*EXERCICE ÉCRIT*: Réécrivez l'ensemble des lignes ci-dessous en substituant « stone arch » à « stone archway », sans rien changer d'autre. N'incluez pas les images dans votre réponse.

*LISTE DES LIGNES*:

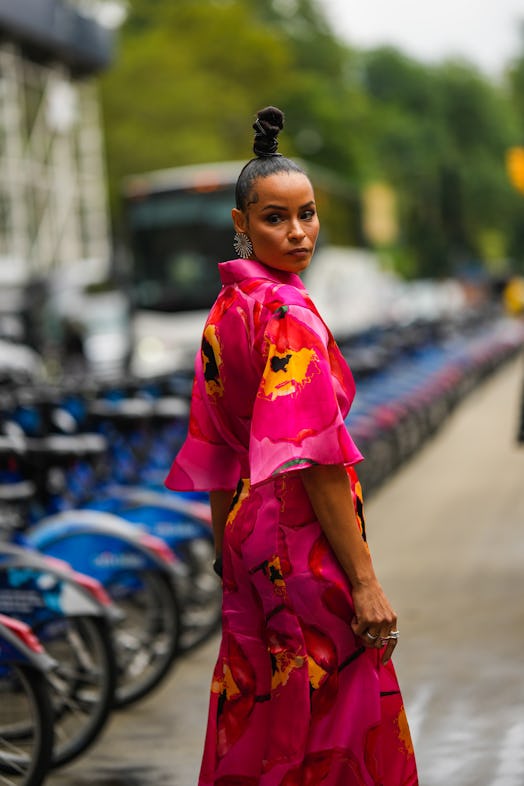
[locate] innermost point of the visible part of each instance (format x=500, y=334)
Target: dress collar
x=236, y=270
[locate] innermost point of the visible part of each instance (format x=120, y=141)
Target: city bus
x=178, y=227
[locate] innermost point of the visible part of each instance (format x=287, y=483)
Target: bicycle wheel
x=26, y=726
x=146, y=639
x=82, y=685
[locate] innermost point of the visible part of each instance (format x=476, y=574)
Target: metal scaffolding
x=52, y=189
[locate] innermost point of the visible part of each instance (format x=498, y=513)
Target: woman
x=303, y=692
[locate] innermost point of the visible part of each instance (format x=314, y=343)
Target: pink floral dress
x=296, y=700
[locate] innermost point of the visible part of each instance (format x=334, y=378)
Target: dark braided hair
x=267, y=126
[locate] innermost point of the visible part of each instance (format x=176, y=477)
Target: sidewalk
x=447, y=534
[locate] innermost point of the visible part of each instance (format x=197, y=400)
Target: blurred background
x=124, y=124
x=123, y=127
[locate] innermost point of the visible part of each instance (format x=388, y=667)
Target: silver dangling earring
x=242, y=245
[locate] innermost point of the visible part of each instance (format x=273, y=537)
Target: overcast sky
x=486, y=32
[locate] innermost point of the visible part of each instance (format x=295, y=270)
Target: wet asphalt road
x=447, y=535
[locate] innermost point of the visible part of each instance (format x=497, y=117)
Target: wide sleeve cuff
x=303, y=397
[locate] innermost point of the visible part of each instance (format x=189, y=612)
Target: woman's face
x=281, y=221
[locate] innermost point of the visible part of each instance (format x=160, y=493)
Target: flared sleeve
x=304, y=395
x=205, y=461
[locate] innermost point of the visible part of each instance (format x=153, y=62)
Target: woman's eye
x=273, y=218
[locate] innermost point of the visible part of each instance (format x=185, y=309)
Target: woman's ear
x=239, y=220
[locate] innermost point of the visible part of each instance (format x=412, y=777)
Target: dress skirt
x=296, y=700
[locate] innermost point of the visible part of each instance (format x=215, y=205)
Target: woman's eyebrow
x=283, y=207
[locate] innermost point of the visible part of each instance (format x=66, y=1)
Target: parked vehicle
x=26, y=712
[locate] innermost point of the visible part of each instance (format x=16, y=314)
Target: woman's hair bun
x=267, y=126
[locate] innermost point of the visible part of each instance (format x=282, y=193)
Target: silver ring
x=393, y=635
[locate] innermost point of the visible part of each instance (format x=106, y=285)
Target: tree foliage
x=188, y=76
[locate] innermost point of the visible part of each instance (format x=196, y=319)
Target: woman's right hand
x=374, y=622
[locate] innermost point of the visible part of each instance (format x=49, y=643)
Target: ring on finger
x=392, y=636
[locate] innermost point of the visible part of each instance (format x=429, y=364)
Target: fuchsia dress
x=296, y=700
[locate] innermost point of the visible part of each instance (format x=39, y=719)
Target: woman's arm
x=329, y=491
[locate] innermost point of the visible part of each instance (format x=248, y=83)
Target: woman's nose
x=296, y=230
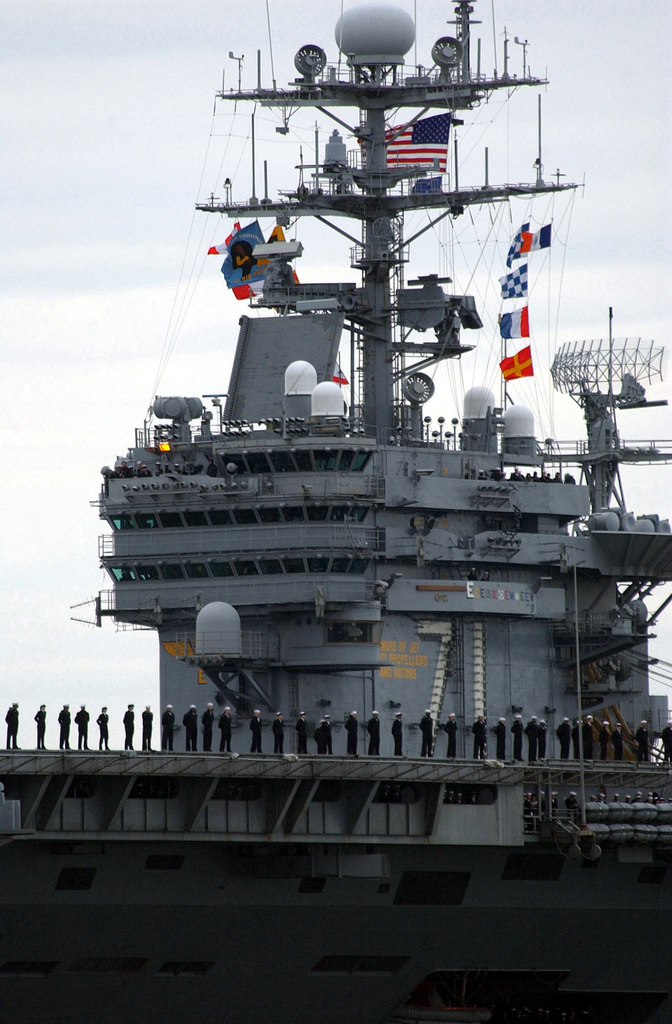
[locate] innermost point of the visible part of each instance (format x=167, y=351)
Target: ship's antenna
x=540, y=166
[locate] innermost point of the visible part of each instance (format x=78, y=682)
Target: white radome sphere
x=518, y=422
x=300, y=378
x=476, y=402
x=375, y=30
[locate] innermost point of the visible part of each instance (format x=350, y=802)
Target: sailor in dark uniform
x=451, y=729
x=224, y=729
x=11, y=718
x=478, y=730
x=532, y=732
x=301, y=734
x=279, y=734
x=255, y=729
x=64, y=722
x=207, y=721
x=328, y=734
x=500, y=732
x=563, y=733
x=427, y=730
x=351, y=729
x=320, y=736
x=397, y=734
x=82, y=723
x=167, y=728
x=41, y=719
x=587, y=737
x=516, y=730
x=373, y=728
x=148, y=722
x=102, y=722
x=129, y=727
x=191, y=723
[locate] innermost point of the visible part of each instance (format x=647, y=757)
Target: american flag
x=420, y=144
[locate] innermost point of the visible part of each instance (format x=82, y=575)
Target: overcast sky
x=111, y=135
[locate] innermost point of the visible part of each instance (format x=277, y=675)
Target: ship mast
x=377, y=195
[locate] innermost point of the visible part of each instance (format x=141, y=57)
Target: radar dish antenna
x=309, y=61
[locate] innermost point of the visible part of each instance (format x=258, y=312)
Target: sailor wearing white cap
x=279, y=733
x=255, y=729
x=191, y=723
x=301, y=734
x=373, y=728
x=351, y=729
x=427, y=730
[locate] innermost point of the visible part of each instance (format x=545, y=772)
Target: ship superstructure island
x=313, y=546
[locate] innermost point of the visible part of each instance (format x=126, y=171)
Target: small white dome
x=327, y=399
x=218, y=630
x=300, y=378
x=518, y=422
x=476, y=402
x=377, y=31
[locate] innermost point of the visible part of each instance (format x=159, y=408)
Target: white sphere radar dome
x=476, y=402
x=375, y=33
x=518, y=422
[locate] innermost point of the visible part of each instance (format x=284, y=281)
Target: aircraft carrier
x=308, y=545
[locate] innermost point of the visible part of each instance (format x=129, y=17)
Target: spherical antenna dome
x=327, y=399
x=375, y=33
x=518, y=422
x=218, y=630
x=476, y=402
x=300, y=378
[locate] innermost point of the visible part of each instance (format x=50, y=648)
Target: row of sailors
x=535, y=731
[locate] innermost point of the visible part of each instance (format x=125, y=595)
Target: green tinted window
x=122, y=522
x=171, y=519
x=148, y=572
x=325, y=459
x=197, y=570
x=196, y=518
x=361, y=459
x=257, y=462
x=172, y=571
x=219, y=517
x=147, y=520
x=124, y=573
x=244, y=517
x=293, y=513
x=283, y=462
x=269, y=514
x=246, y=567
x=359, y=565
x=339, y=564
x=270, y=566
x=318, y=513
x=221, y=568
x=294, y=565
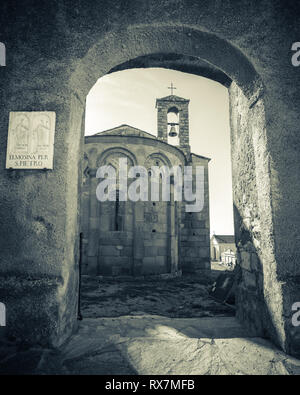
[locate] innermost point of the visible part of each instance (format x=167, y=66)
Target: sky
x=128, y=97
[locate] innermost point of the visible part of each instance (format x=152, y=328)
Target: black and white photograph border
x=98, y=276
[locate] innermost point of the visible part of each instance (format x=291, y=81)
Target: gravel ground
x=187, y=296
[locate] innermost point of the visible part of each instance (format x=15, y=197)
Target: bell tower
x=173, y=120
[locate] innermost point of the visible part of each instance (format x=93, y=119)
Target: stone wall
x=195, y=231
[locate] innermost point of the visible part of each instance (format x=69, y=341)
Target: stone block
x=109, y=251
x=245, y=260
x=249, y=279
x=255, y=265
x=160, y=260
x=151, y=251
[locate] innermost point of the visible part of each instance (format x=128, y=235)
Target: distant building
x=223, y=249
x=143, y=238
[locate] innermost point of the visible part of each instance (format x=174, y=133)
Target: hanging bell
x=172, y=132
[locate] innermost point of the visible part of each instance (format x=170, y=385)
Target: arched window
x=173, y=126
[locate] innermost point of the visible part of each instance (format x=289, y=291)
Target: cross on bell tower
x=172, y=87
x=175, y=128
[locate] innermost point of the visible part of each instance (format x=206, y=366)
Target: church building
x=145, y=238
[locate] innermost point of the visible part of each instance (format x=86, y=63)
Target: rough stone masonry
x=56, y=52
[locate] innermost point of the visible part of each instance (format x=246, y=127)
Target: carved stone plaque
x=30, y=140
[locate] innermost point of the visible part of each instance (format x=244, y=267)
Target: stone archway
x=260, y=284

*RÉPONSE FINALE*:
[locate] innermost point of the visible part of each instance (format x=500, y=334)
Target: dress collar
x=236, y=270
[locate] innermost point of the visible part of each instance (format x=120, y=141)
Target: city bus
x=178, y=227
[locate] innermost point of the visible part of each instance (format x=287, y=483)
Target: bicycle wheel
x=26, y=726
x=146, y=639
x=82, y=685
[locate] innermost point of the visible part of each instance (format x=476, y=574)
Target: metal scaffolding
x=52, y=189
[locate] innermost point of the visible part of each instance (format x=498, y=513)
Target: woman
x=303, y=692
[locate] innermost point of the visible part of each instance (format x=314, y=343)
Target: pink floral dress
x=296, y=700
[locate] innermost point of the visible part of each instance (format x=334, y=378)
Target: dark braided hair
x=267, y=126
[locate] innermost point of the visible part of each instance (format x=176, y=477)
Target: sidewalk
x=447, y=534
[locate] innermost point of the visible part of each instance (format x=197, y=400)
Target: blurred background
x=124, y=124
x=123, y=127
[locate] innermost point of the visible part of each instance (format x=388, y=667)
Target: silver dangling earring
x=242, y=245
[locate] innermost point of the visible part of each instance (format x=273, y=537)
Target: overcast sky
x=486, y=32
[locate] innermost point of the visible part of each instance (format x=295, y=270)
Target: wet asphalt road
x=447, y=535
[locate] innermost point of the visible part of each instance (format x=497, y=117)
Target: wide sleeve cuff
x=303, y=397
[locate] innermost point of the visible part of each instance (format x=189, y=612)
Target: woman's face
x=281, y=221
[locate] innermost point of the visible part of each instance (format x=160, y=493)
Target: flared sleeve
x=304, y=395
x=205, y=461
[locate] innermost point of the visible part of each instance (format x=153, y=62)
Target: woman's eye
x=273, y=218
[locate] innermost point of the visible part of each instance (format x=185, y=309)
Target: woman's ear
x=239, y=220
[locate] innermost point of the visible part of each instance (format x=412, y=777)
Target: dress skirt
x=296, y=700
[locate] innermost point of the visible part of each instance (format x=215, y=205)
Target: woman's eyebrow
x=283, y=207
[locate] innermost point of the visible part of each instance (format x=66, y=1)
Target: parked vehicle
x=26, y=712
[locate] innermost point of the visible part of each instance (format x=16, y=314)
Target: woman's hair bun
x=267, y=126
[locate] innermost point of the visible part of each instance (format x=282, y=193)
Target: silver ring
x=393, y=635
[locate] innermost point of the visible part of each instance (format x=106, y=285)
Target: tree foliage
x=188, y=76
[locate] innermost point of the visible part of each instance (format x=196, y=319)
Target: woman's right hand
x=374, y=622
[locate] innermost point of the visible part of each instance (format x=49, y=643)
Target: ring on finger
x=392, y=636
[locate] innermost point of the visible part of each instance (format x=429, y=364)
Target: fuchsia dress
x=296, y=700
[locate] innermost point of the visible part of each instance (format x=39, y=719)
Target: woman's arm
x=329, y=491
[locate] innermost point of the visible part of each instance (format x=248, y=83)
Target: woman's nose
x=296, y=230
[locate] innermost point of the visible part of each instance (format x=167, y=351)
Target: ship's antenna
x=540, y=166
[locate] innermost point of the visible part of each instance (format x=78, y=682)
Target: white radome sphere
x=518, y=422
x=300, y=378
x=476, y=402
x=375, y=30
[locate] innermost point of the visible part of each instance (format x=350, y=802)
Target: sailor in dark uniform
x=451, y=729
x=224, y=729
x=11, y=718
x=478, y=730
x=532, y=732
x=301, y=734
x=279, y=734
x=255, y=729
x=64, y=722
x=207, y=721
x=328, y=734
x=500, y=732
x=563, y=733
x=427, y=730
x=351, y=729
x=320, y=736
x=397, y=734
x=82, y=723
x=167, y=728
x=41, y=719
x=587, y=737
x=516, y=730
x=373, y=728
x=148, y=722
x=102, y=722
x=129, y=727
x=191, y=723
[locate] innermost point of the visible part of each instance (format x=647, y=757)
Target: american flag
x=420, y=144
[locate] innermost point of the visible part of each instance (format x=82, y=575)
Target: overcast sky
x=111, y=135
[locate] innermost point of the visible part of each instance (format x=277, y=675)
Target: ship mast
x=377, y=195
[locate] innermost point of the visible part of each instance (format x=141, y=57)
Target: radar dish antenna
x=309, y=61
[locate] innermost point of the visible part of each instance (format x=258, y=312)
Target: sailor wearing white cap
x=279, y=733
x=255, y=729
x=191, y=723
x=301, y=734
x=373, y=728
x=351, y=729
x=427, y=730
[locate] innermost point of the visible part of each instance (format x=545, y=772)
Target: ship superstructure island
x=313, y=546
[locate] innermost point of the visible part of each instance (format x=126, y=171)
Target: small white dome
x=327, y=399
x=218, y=630
x=300, y=378
x=518, y=422
x=476, y=402
x=377, y=31
[locate] innermost point of the visible part of each instance (format x=159, y=408)
Target: white sphere radar dome
x=476, y=402
x=375, y=33
x=518, y=422
[locate] innermost point of the visible part of each instance (format x=284, y=281)
Target: aircraft carrier
x=308, y=545
[locate] innermost point of the visible part of each instance (format x=129, y=17)
Target: spherical antenna dome
x=327, y=399
x=375, y=33
x=518, y=422
x=218, y=630
x=476, y=402
x=300, y=378
[locate] innermost point of the visible part of each instance (format x=50, y=648)
Target: row of sailors
x=535, y=731
[locate] innermost point of the visible part of each instance (format x=125, y=595)
Target: green tinted window
x=122, y=522
x=171, y=519
x=148, y=572
x=325, y=459
x=197, y=570
x=196, y=518
x=361, y=459
x=257, y=462
x=172, y=571
x=219, y=517
x=147, y=520
x=124, y=573
x=244, y=517
x=293, y=513
x=283, y=462
x=269, y=514
x=246, y=567
x=359, y=565
x=339, y=564
x=270, y=566
x=318, y=513
x=221, y=568
x=294, y=565
[locate] innermost point of the visible part of each instance (format x=167, y=66)
Target: sky
x=128, y=97
[locate] innermost point of the visible part of each instance (format x=152, y=328)
Target: black and white photograph border
x=98, y=276
[locate] innermost point of the visible part of each instance (format x=291, y=81)
Target: gravel ground
x=187, y=296
[locate] innermost point of the visible part of each instance (format x=15, y=197)
Target: bell tower
x=173, y=120
[locate] innermost point of the visible part of each instance (format x=93, y=119)
Target: stone wall
x=195, y=231
[locate] innermost point of the visible part of each instance (format x=69, y=341)
Target: stone block
x=109, y=251
x=245, y=260
x=249, y=279
x=255, y=265
x=160, y=260
x=151, y=251
[locate] innermost point of the visible part of each instance (format x=128, y=235)
Target: distant building
x=223, y=249
x=143, y=238
[locate] innermost point of the visible part of each instance (format x=174, y=133)
Target: hanging bell
x=172, y=132
[locate] innermost point of the visible part of each instance (format x=170, y=385)
Target: arched window
x=173, y=126
[locate] innermost point of the visible part of each instance (format x=289, y=291)
Target: cross on bell tower
x=172, y=87
x=175, y=128
[locate] innermost point of the visible part of each instance (format x=206, y=366)
Target: church building
x=145, y=238
[locate] innermost point of the visible part of each instance (format x=86, y=63)
Target: rough stone masonry
x=56, y=52
[locate] innermost point of the visible part of each instance (format x=246, y=127)
Target: carved stone plaque
x=30, y=140
[locate] innermost point of the visible part of each instance (format x=244, y=267)
Target: stone arch
x=260, y=284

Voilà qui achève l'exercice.